GIVEN PROBLEM:
Output the lines of the entries below as a JSON list of strings, one string per line, with blank lines omitted.

Pointing dataset entries:
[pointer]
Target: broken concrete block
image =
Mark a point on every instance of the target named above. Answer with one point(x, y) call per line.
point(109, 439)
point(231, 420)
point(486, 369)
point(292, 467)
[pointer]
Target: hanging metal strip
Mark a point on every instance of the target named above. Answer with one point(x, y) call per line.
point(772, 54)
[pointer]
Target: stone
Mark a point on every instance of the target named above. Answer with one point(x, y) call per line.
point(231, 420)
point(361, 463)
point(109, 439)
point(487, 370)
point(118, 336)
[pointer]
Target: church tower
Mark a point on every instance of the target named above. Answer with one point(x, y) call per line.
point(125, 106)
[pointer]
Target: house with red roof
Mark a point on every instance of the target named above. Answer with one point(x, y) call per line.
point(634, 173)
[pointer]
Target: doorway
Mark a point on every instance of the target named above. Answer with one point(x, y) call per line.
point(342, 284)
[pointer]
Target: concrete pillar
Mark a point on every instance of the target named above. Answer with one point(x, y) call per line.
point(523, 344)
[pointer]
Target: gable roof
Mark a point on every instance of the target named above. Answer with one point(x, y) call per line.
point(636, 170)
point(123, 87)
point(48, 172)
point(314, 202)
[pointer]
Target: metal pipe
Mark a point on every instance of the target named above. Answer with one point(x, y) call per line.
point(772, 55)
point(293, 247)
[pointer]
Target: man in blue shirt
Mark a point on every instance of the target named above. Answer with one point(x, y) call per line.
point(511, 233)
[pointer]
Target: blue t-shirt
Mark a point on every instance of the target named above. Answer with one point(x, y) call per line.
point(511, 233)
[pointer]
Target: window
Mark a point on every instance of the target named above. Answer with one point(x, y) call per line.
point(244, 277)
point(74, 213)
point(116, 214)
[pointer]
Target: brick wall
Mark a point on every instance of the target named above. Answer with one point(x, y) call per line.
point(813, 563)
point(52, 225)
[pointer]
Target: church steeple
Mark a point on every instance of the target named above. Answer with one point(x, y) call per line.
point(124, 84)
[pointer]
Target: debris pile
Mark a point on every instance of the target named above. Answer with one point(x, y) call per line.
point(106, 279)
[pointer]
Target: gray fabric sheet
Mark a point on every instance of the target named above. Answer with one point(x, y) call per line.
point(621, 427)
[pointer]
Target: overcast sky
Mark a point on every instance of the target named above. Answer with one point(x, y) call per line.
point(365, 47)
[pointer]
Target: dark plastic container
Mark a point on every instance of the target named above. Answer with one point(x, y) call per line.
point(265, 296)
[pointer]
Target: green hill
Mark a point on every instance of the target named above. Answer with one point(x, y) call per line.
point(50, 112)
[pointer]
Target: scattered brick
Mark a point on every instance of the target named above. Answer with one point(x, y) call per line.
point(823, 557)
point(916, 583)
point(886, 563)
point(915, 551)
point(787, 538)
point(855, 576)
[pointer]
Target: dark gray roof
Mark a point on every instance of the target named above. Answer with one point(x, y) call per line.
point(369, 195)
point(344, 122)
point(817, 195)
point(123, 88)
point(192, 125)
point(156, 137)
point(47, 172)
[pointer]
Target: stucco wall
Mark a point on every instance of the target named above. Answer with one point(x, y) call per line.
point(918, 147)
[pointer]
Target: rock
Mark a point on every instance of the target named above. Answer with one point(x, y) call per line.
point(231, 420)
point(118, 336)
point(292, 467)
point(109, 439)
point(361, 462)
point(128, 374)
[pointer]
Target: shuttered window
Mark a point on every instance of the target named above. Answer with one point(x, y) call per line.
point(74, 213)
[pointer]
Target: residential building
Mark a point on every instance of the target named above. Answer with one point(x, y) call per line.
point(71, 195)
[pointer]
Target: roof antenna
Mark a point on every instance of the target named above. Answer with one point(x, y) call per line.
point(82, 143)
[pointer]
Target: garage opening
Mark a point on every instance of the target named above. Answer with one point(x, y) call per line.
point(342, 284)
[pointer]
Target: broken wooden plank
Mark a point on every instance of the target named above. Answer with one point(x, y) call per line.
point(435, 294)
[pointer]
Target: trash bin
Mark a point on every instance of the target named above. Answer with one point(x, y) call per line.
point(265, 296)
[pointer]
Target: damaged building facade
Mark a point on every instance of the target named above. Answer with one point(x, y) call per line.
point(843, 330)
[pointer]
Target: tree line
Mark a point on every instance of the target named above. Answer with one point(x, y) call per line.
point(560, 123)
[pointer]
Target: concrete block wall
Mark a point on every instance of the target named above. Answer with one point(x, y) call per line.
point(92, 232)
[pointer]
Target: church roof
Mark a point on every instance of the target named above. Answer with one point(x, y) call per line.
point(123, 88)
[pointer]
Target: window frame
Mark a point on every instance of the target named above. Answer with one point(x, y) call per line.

SOLUTION FOR THIS EXERCISE:
[
  "[pointer]",
  "Target: broken concrete block",
  "image =",
  "Mark a point on every instance of the target named above. Answer with one point(x, y) call per line.",
  "point(109, 439)",
  "point(231, 420)",
  "point(486, 369)",
  "point(292, 467)",
  "[pointer]",
  "Target: hanging metal strip",
  "Mark a point on every instance of the target named above. Answer with one point(x, y) call per line.",
  "point(772, 54)",
  "[pointer]",
  "Target: stone",
  "Mark a point on every instance of the target named above. Answer with one point(x, y) call per line.",
  "point(231, 420)",
  "point(361, 463)",
  "point(109, 439)",
  "point(487, 370)",
  "point(118, 336)",
  "[pointer]",
  "Target: church tower",
  "Mark a point on every instance of the target named above. Answer with one point(x, y) call per line.",
  "point(125, 106)",
  "[pointer]",
  "Target: house with red roof",
  "Mark a point on every instance of the target named above. Answer with one point(x, y) call per line.",
  "point(634, 173)",
  "[pointer]",
  "Target: doorway",
  "Mark a point on every instance of the target named above. Answer with one point(x, y) call per line.",
  "point(342, 284)",
  "[pointer]",
  "Target: concrete pillar",
  "Mark a point on every instance of the target named above. Answer with one point(x, y) call per line.",
  "point(523, 344)",
  "[pointer]",
  "Target: gable roof",
  "Mark a point on every instance of the target named above. Answer with one point(x, y) call per line.",
  "point(636, 170)",
  "point(123, 87)",
  "point(48, 172)",
  "point(314, 202)",
  "[pointer]",
  "Target: metal pipe",
  "Mark a point on every instance of the target named above. Answer with one point(x, y) call per line.",
  "point(772, 55)",
  "point(293, 247)",
  "[pointer]",
  "Target: man in blue shirt",
  "Mark a point on every instance of the target named above. Answer with one point(x, y) call per line.",
  "point(511, 233)",
  "[pointer]",
  "Target: blue t-shirt",
  "Mark a point on every instance of the target named above. Answer with one point(x, y) call per line.",
  "point(511, 233)",
  "[pointer]",
  "Target: window",
  "Mark a point on every instance of the target named above. Answer with one point(x, y) call per line.",
  "point(244, 277)",
  "point(74, 213)",
  "point(116, 214)",
  "[pointer]",
  "Target: brick wall",
  "Mark a point on every instance of the target named above. Answer with one point(x, y) call per line.",
  "point(813, 563)",
  "point(52, 225)",
  "[pointer]",
  "Target: church steeple",
  "Mark a point on every instance of the target named above. Answer with one point(x, y) call per line.",
  "point(124, 84)",
  "[pointer]",
  "Target: debris pile",
  "Mark a point on every instance of the target named above. Answer with one point(x, y) call per line.",
  "point(106, 279)",
  "[pointer]",
  "Target: gray fabric sheet",
  "Mark a point on every instance of the target named above. Answer with one point(x, y) call per line.",
  "point(621, 427)",
  "[pointer]",
  "Target: overcast sky",
  "Mark a point on every instance of the target named above. Answer with one point(x, y) call per line.",
  "point(365, 47)",
  "[pointer]",
  "Target: dark plastic container",
  "Mark a point on every instance of the target named above. Answer with one point(x, y) call per line.",
  "point(265, 296)",
  "[pointer]",
  "Target: green hill",
  "Mark a point on every instance of the target named above. Answer with one point(x, y) call per line.",
  "point(50, 112)",
  "[pointer]",
  "Target: scattered brick",
  "Mark a point on every instance of the target named above. Answer with one point(x, y) call per line.",
  "point(823, 557)",
  "point(916, 583)",
  "point(886, 563)",
  "point(915, 551)",
  "point(787, 538)",
  "point(855, 576)",
  "[pointer]",
  "Target: dark gray roof",
  "Mark a point on every instance of the target named above. Answer with one point(x, y) call per line.",
  "point(369, 195)",
  "point(344, 122)",
  "point(817, 195)",
  "point(123, 88)",
  "point(192, 125)",
  "point(156, 137)",
  "point(47, 172)",
  "[pointer]",
  "Target: stucco wall",
  "Mark a point on every instance of the target named above. Answer with one point(x, y) call per line.",
  "point(918, 147)",
  "[pointer]",
  "Target: rock",
  "Mark a point on every instance of the target named above. Answer with one point(x, y) call per line.",
  "point(231, 420)",
  "point(118, 336)",
  "point(292, 467)",
  "point(109, 439)",
  "point(361, 462)",
  "point(128, 374)",
  "[pointer]",
  "Target: shuttered window",
  "Mark a point on every instance of the target named above. Answer with one point(x, y) call per line.",
  "point(74, 213)",
  "[pointer]",
  "Target: residential building",
  "Mark a point on every instance of the target named above. Answer with one point(x, y) call per line.",
  "point(71, 195)",
  "[pointer]",
  "Target: roof antenna",
  "Mark a point on every instance of the target named above. Answer with one point(x, y) call per line.",
  "point(82, 143)",
  "[pointer]",
  "Target: garage opening",
  "Mark a point on every instance of the target named above. Answer with one point(x, y) call per line.",
  "point(342, 284)",
  "[pointer]",
  "Target: broken wooden plank",
  "Mark a point on every instance of the target named above. Answer with one point(x, y) call per line.",
  "point(435, 294)",
  "[pointer]",
  "Target: trash bin",
  "Mark a point on every instance of the target named above. Answer with one point(x, y) call per line.",
  "point(265, 296)",
  "[pointer]",
  "Target: damaged building facade",
  "Mark a point on every instance of the target named above. Answer with one point(x, y) call per line.",
  "point(843, 330)",
  "[pointer]",
  "Target: tree line",
  "Mark a point on every instance of the target named above. Answer with one point(x, y) call per line.",
  "point(560, 123)",
  "[pointer]",
  "Target: concrete block wall",
  "Mark a point on every instance of the target named above. Answer with one point(x, y) call per line.",
  "point(92, 232)",
  "[pointer]",
  "Target: church roof",
  "Mark a point on every instance of the target named above. Answer with one point(x, y) call per line.",
  "point(123, 88)",
  "[pointer]",
  "Target: window frame",
  "Mark a point on every instance of the target named above. Answer with one point(x, y) call per line."
]